[Start of Attachment]

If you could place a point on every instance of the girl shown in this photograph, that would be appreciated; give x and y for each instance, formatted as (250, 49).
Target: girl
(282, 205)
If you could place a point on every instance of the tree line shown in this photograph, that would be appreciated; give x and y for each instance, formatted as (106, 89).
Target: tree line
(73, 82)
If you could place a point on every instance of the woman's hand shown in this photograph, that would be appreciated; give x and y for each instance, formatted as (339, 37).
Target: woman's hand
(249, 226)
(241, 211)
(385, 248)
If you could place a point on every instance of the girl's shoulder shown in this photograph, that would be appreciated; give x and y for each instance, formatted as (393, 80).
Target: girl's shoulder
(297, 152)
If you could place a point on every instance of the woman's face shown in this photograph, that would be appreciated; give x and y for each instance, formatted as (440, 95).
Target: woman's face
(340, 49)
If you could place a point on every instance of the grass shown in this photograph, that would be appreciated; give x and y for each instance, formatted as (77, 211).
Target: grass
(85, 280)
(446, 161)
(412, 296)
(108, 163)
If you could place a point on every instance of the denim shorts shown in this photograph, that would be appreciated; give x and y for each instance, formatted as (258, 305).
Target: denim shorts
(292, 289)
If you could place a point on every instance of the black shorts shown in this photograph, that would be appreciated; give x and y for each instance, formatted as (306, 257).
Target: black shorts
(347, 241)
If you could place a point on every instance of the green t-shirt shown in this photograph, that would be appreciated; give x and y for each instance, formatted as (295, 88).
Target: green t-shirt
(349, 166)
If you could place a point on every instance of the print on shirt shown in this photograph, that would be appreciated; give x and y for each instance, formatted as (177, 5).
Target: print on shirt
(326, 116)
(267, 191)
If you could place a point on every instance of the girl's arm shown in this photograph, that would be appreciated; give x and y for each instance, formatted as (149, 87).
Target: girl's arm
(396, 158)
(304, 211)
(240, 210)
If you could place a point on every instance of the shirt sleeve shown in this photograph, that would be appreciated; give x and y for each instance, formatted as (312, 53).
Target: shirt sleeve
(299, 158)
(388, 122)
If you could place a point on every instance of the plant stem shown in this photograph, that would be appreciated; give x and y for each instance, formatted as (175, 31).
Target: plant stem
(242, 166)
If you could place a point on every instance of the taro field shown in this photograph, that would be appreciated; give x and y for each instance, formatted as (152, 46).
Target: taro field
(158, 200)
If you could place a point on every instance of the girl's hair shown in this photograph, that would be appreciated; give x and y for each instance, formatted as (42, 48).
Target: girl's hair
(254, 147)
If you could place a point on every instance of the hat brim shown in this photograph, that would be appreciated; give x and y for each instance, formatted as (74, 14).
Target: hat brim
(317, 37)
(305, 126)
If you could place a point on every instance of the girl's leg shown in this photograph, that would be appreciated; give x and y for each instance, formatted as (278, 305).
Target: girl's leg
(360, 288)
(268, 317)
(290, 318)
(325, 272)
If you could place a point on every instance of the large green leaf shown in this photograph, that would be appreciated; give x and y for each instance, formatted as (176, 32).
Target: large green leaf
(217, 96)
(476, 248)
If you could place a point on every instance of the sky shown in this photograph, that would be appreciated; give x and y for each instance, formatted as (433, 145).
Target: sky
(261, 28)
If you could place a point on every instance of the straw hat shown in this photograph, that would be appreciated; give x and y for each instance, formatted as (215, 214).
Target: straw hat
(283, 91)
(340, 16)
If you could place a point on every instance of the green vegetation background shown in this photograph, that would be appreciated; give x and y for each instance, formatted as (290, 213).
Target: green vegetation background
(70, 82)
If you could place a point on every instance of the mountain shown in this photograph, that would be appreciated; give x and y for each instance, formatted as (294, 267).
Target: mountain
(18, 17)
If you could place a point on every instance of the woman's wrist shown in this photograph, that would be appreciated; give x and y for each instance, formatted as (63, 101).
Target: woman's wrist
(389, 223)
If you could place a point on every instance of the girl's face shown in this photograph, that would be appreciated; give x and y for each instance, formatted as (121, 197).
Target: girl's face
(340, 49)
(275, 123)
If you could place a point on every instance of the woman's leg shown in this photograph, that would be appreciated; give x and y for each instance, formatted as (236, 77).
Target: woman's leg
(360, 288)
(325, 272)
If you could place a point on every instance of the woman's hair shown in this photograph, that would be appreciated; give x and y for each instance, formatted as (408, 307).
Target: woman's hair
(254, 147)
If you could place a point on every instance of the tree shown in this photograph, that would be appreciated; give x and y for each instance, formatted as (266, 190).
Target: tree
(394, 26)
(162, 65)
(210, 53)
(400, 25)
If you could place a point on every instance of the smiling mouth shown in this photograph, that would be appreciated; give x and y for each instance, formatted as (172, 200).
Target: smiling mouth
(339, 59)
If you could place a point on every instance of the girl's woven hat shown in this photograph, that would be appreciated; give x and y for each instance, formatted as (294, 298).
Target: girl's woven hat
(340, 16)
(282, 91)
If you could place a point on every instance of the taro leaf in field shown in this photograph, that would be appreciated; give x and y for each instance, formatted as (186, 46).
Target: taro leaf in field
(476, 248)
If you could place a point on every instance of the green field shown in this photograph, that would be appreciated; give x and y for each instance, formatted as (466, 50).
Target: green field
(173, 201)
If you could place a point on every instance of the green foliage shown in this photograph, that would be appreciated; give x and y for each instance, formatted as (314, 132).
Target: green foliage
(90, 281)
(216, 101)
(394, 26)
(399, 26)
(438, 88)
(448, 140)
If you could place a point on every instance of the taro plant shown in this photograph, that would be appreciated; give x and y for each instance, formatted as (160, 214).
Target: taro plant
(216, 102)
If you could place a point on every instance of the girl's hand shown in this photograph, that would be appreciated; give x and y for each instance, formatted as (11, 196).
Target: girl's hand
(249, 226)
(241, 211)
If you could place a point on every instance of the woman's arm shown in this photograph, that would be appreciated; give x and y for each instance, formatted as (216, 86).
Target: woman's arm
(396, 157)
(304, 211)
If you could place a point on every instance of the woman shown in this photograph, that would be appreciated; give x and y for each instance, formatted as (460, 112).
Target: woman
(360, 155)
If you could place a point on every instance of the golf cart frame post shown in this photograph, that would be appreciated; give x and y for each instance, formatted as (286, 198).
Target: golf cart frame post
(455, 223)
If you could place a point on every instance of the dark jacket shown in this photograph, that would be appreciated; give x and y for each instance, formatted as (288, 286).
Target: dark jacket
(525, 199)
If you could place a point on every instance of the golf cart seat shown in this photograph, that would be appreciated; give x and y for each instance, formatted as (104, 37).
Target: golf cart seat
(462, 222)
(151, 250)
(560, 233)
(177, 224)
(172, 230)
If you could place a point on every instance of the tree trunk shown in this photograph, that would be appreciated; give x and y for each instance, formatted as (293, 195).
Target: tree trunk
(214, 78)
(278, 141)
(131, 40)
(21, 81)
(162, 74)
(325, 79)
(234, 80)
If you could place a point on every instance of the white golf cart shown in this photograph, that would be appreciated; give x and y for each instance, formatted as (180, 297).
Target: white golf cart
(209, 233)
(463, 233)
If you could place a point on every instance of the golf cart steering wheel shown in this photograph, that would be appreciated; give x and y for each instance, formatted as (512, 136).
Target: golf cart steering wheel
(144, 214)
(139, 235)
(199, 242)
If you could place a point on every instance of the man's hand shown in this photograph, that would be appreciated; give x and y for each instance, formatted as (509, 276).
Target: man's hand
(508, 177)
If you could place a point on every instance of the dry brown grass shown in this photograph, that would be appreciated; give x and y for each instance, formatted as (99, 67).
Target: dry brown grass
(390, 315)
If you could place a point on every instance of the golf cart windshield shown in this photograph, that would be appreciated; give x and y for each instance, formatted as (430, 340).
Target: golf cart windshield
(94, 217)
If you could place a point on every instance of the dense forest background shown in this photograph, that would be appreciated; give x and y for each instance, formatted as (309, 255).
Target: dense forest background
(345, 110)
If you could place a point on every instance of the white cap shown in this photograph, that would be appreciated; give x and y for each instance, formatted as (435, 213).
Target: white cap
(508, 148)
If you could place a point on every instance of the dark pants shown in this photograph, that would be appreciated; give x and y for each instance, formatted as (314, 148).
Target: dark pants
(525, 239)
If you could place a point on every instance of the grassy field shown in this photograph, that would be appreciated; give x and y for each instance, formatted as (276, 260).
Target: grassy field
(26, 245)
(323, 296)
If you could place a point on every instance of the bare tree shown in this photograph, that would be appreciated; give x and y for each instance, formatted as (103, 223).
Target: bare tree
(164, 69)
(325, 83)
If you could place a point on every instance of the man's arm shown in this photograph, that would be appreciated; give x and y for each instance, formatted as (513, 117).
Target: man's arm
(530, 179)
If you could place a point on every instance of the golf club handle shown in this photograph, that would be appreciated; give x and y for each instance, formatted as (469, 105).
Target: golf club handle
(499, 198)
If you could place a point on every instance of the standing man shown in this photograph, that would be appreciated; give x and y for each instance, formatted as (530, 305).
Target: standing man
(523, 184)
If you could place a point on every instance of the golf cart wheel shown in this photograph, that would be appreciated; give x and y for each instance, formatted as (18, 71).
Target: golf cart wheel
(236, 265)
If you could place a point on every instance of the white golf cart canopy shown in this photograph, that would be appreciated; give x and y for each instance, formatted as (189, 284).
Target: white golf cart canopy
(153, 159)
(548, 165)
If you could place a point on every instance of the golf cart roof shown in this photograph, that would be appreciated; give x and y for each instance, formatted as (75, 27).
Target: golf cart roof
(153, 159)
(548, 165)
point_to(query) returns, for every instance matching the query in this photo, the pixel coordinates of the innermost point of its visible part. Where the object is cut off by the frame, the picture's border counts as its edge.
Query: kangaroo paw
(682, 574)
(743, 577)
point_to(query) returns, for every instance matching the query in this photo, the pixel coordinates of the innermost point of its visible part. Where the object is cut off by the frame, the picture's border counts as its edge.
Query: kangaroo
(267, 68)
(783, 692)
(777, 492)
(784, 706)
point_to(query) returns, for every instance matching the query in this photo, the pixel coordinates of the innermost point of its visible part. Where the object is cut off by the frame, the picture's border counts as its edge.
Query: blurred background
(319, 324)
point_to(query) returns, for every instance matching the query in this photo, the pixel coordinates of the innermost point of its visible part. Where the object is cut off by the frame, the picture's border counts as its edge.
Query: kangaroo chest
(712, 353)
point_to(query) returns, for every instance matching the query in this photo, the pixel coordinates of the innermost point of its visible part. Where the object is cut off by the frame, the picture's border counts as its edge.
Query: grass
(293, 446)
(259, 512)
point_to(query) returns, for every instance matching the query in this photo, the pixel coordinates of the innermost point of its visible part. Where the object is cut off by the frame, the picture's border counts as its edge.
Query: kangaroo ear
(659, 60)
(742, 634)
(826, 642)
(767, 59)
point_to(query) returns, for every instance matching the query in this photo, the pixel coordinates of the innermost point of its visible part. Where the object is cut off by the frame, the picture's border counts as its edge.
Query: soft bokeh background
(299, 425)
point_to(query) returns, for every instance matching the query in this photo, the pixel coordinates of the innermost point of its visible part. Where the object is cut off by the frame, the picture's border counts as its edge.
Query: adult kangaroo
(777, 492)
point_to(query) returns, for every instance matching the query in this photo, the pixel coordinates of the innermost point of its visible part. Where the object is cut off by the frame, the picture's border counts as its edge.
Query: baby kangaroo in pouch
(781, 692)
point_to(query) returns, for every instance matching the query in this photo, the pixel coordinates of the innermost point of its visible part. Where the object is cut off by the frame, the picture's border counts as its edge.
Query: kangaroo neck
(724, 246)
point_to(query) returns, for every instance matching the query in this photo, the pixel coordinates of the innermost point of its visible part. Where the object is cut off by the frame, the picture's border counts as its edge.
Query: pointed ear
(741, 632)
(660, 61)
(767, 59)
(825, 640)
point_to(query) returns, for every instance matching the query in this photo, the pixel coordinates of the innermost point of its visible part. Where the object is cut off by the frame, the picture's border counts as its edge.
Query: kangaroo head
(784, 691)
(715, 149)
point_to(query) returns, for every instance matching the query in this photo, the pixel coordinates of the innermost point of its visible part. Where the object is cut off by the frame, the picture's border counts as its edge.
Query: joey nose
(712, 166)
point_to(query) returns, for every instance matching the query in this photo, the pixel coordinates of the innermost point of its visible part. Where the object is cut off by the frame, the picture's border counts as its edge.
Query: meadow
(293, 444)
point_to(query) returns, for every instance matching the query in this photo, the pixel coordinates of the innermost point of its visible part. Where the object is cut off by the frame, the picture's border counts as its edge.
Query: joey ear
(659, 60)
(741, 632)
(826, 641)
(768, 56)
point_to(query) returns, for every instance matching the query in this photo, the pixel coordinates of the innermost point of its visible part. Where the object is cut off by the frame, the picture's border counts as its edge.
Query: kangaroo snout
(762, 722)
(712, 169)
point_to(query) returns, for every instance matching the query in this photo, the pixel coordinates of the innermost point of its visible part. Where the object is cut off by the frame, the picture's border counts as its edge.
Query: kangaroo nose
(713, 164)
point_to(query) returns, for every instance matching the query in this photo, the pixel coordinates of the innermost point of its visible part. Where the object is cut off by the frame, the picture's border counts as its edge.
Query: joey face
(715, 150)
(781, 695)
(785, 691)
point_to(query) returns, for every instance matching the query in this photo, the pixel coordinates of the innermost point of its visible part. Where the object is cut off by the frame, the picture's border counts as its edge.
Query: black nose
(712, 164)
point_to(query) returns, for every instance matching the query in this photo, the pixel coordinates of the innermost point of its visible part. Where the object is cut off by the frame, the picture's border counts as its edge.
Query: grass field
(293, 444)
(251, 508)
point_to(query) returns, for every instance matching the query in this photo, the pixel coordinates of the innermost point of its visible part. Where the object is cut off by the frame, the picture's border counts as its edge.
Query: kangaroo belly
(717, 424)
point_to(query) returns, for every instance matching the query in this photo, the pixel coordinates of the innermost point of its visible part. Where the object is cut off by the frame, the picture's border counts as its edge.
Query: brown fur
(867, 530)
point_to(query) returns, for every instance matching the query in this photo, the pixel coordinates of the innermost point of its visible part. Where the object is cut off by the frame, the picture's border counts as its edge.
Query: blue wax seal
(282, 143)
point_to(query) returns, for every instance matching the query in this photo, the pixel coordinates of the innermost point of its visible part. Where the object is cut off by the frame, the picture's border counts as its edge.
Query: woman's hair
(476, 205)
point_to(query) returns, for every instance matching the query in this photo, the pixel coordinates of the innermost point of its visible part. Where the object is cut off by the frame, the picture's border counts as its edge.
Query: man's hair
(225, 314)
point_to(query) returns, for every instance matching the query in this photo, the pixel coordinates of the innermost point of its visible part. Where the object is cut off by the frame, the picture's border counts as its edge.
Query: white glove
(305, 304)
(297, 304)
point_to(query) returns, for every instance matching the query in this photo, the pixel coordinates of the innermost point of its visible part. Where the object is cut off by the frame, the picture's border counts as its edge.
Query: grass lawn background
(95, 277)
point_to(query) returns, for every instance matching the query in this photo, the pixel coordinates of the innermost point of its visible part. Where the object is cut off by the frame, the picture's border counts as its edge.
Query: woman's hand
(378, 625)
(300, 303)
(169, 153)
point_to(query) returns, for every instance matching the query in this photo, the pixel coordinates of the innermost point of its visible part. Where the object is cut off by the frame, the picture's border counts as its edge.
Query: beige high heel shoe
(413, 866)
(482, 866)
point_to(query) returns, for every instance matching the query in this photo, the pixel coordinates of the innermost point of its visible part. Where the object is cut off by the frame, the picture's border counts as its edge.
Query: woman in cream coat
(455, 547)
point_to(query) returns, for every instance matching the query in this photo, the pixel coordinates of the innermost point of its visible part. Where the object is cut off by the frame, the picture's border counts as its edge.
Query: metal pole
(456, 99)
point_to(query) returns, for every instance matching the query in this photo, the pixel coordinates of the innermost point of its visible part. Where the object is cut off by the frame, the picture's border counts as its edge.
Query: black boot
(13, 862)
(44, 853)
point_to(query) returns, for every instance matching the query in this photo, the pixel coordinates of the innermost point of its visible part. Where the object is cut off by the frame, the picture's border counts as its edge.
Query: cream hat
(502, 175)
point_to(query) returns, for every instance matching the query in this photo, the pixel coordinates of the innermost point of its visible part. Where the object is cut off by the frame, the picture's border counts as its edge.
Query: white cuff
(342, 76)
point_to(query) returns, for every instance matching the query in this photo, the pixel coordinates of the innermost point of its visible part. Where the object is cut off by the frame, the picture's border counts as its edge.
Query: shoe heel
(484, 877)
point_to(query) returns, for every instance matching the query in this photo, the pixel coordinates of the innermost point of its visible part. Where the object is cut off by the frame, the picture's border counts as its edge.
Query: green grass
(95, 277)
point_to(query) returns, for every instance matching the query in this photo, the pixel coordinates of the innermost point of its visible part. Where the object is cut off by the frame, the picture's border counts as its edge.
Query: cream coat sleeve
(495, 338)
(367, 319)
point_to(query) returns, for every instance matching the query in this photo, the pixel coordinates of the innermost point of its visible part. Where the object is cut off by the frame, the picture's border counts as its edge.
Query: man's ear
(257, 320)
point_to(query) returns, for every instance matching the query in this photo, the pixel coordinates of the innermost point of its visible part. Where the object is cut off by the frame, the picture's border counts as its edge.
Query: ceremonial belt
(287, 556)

[End of Attachment]

* What this task involves:
When the line with "Target: grassy field" is reached in the data above, start copying there, and copy each line exactly until the line with "as (189, 284)." has been copied; copy nothing else.

* Task response:
Target: grassy field
(26, 245)
(323, 296)
If you could place a point on every instance of the bare tree shown in this photograph, that would be appreciated; give x and y for each instance, formatted as (103, 223).
Target: bare tree
(164, 69)
(325, 83)
If you could place a point on every instance of the man's arm shown in this photograph, that would be appreciated; give x and y for each instance, formatted as (513, 117).
Target: man's arm
(530, 179)
If you could place a point on every instance of the golf club handle shown in this photograph, that would be appreciated; give x and y for each instance, formatted as (469, 105).
Target: golf club handle
(499, 198)
If you could place a point on every instance of the standing man shown in this photograph, that would be appreciated; give x and y for each instance, formatted as (530, 305).
Target: standing man
(523, 184)
If you could place a point on every instance of the golf cart wheel shown in this photograph, that would be appreciated; give x and y for each instance, formatted as (18, 71).
Target: golf cart wheel
(236, 265)
If you could place a point on every instance of the white golf cart canopy shown in this photograph, that would be appreciated; give x and y for each instance, formatted as (189, 284).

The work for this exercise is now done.